» EXERCISE DETAILS
Retype all entries exactly, skipping pictures.

[Saved entries]
◇ ◇ ◇

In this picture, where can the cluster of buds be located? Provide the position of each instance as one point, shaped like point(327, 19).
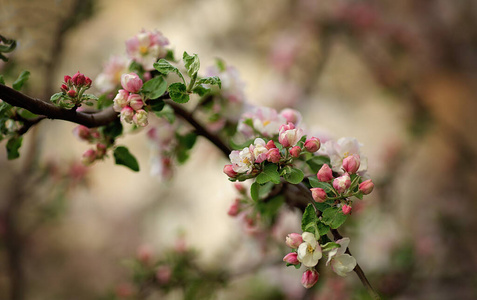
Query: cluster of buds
point(343, 186)
point(91, 136)
point(307, 251)
point(129, 103)
point(247, 163)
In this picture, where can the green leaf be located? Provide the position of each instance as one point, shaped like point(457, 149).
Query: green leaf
point(333, 217)
point(210, 80)
point(122, 156)
point(316, 162)
point(13, 144)
point(254, 191)
point(164, 67)
point(17, 85)
point(309, 219)
point(167, 112)
point(330, 246)
point(178, 93)
point(192, 63)
point(155, 87)
point(294, 176)
point(314, 182)
point(269, 173)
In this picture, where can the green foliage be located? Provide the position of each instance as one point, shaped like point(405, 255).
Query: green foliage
point(334, 217)
point(122, 156)
point(155, 87)
point(13, 144)
point(164, 67)
point(269, 173)
point(178, 92)
point(22, 78)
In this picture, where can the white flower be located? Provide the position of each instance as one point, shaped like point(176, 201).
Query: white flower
point(341, 262)
point(309, 252)
point(339, 150)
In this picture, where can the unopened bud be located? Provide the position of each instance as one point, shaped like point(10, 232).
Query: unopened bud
point(366, 186)
point(293, 240)
point(325, 174)
point(309, 278)
point(291, 258)
point(229, 171)
point(318, 194)
point(346, 209)
point(312, 144)
point(351, 163)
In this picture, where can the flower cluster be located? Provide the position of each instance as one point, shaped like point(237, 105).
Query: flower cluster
point(129, 103)
point(307, 251)
point(72, 92)
point(146, 47)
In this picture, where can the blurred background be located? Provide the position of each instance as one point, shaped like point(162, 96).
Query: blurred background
point(400, 76)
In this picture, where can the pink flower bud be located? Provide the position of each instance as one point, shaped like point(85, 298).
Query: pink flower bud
point(295, 151)
point(342, 183)
point(88, 157)
point(82, 132)
point(71, 93)
point(140, 118)
point(318, 194)
point(293, 240)
point(229, 171)
point(78, 79)
point(291, 258)
point(312, 144)
point(351, 163)
point(270, 144)
point(366, 187)
point(163, 274)
point(325, 174)
point(127, 114)
point(131, 82)
point(346, 209)
point(309, 278)
point(234, 208)
point(273, 155)
point(135, 101)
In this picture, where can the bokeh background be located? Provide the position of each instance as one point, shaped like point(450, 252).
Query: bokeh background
point(397, 75)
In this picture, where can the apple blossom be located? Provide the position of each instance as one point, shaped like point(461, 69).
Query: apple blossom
point(366, 186)
point(309, 252)
point(318, 194)
point(325, 174)
point(293, 240)
point(309, 278)
point(341, 262)
point(291, 258)
point(342, 183)
point(131, 82)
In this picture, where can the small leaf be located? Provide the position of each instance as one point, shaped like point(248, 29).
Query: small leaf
point(155, 87)
point(192, 63)
point(122, 156)
point(210, 80)
point(334, 217)
point(17, 85)
point(178, 93)
point(254, 191)
point(13, 144)
point(164, 67)
point(314, 182)
point(294, 176)
point(269, 173)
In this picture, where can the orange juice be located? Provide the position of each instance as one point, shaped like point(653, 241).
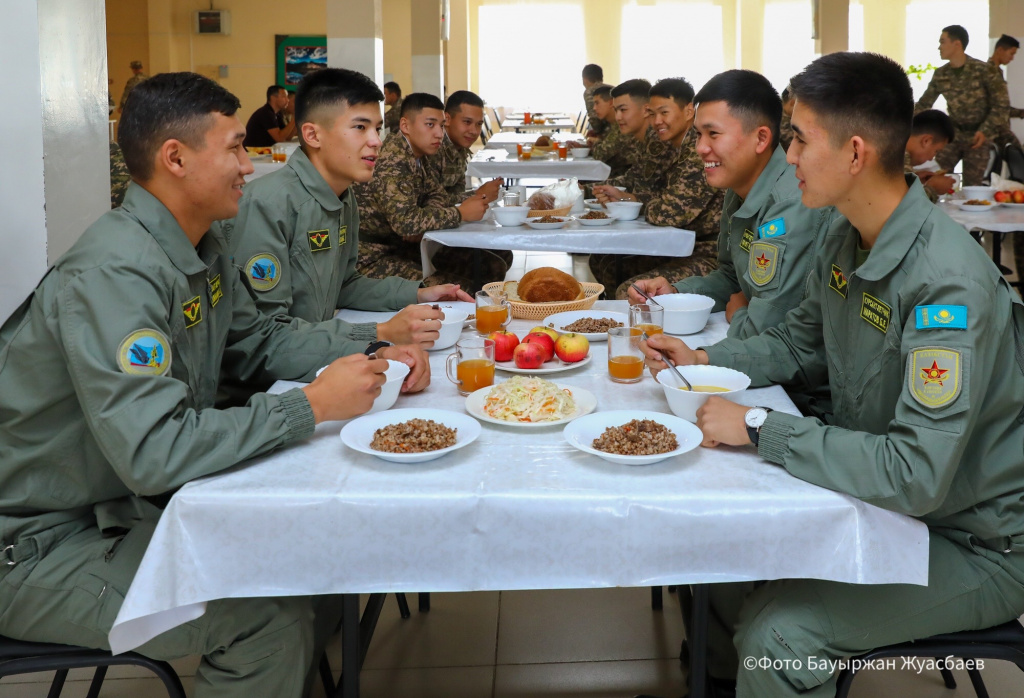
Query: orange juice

◇ ◇ ◇

» EXERCISE ANSWER
In this picture, where can the cluster of buds be located? Provide the position of each instance as one point, shaped like point(327, 19).
Query: cluster of buds
point(343, 186)
point(91, 136)
point(307, 251)
point(129, 103)
point(247, 163)
In this picture, where can the green leaf be located? Provide the position of each instance as one point, shaped like point(457, 149).
Query: green leaf
point(333, 217)
point(210, 80)
point(122, 156)
point(316, 162)
point(13, 144)
point(254, 191)
point(164, 67)
point(17, 85)
point(309, 219)
point(167, 112)
point(330, 246)
point(178, 93)
point(192, 63)
point(155, 87)
point(294, 176)
point(314, 182)
point(269, 173)
In this picture, where can the green foliage be located? Provide the position of each instance as one point, shaped like point(405, 255).
Query: green foliage
point(334, 217)
point(122, 156)
point(155, 87)
point(13, 144)
point(164, 67)
point(269, 173)
point(178, 92)
point(22, 78)
In this picture, where can the white flower be located? Provide the position of each instance as one point, shaped like point(176, 201).
Query: white flower
point(341, 262)
point(309, 252)
point(339, 150)
In this picture, where can the unopened bud be located? Provide the position of each instance as one point, shaped like point(10, 232).
Query: unopened bud
point(366, 186)
point(293, 240)
point(325, 174)
point(309, 278)
point(291, 258)
point(229, 171)
point(318, 194)
point(346, 209)
point(312, 144)
point(351, 163)
In this picture, where can the flower cluster be located? Provide the position of each instance as one point, shaped like point(237, 105).
Query: flower cluster
point(129, 103)
point(307, 251)
point(72, 92)
point(146, 47)
In this picture, where can the blurred background be located? Provide the position of each instance as one point, shaped like point(162, 96).
Query: blurred background
point(400, 76)
In this picture, where can the pink flower bud be located? Provide the position of each instance as one point, shaped like point(85, 298).
Query: pink flower bud
point(295, 151)
point(342, 183)
point(88, 157)
point(82, 132)
point(71, 93)
point(140, 118)
point(318, 194)
point(293, 240)
point(229, 171)
point(78, 79)
point(291, 258)
point(312, 144)
point(351, 163)
point(270, 144)
point(366, 187)
point(163, 274)
point(325, 174)
point(127, 114)
point(131, 82)
point(346, 209)
point(309, 278)
point(234, 208)
point(273, 155)
point(135, 101)
In this picture, where can the bokeh background be located? Provide the position of each instance as one point, shaped like point(450, 252).
Query: bokeh background
point(397, 75)
In this picture, where can the apple blossom be located? Provide the position of each instance as one point, shaped like point(461, 69).
Query: apple blossom
point(366, 186)
point(309, 252)
point(318, 194)
point(325, 174)
point(293, 240)
point(309, 278)
point(341, 262)
point(291, 258)
point(342, 183)
point(131, 82)
In this picture, where can the small leaf be located? Provide the position of each instance as one point, shaped like point(248, 29).
Query: small leaf
point(155, 87)
point(192, 63)
point(122, 156)
point(210, 80)
point(334, 217)
point(17, 85)
point(178, 93)
point(254, 191)
point(13, 144)
point(164, 67)
point(314, 182)
point(294, 176)
point(269, 173)
In this picture, where can the orange juice be located? Provide the position of each instance as one point, shaped like point(653, 241).
Query: orange juice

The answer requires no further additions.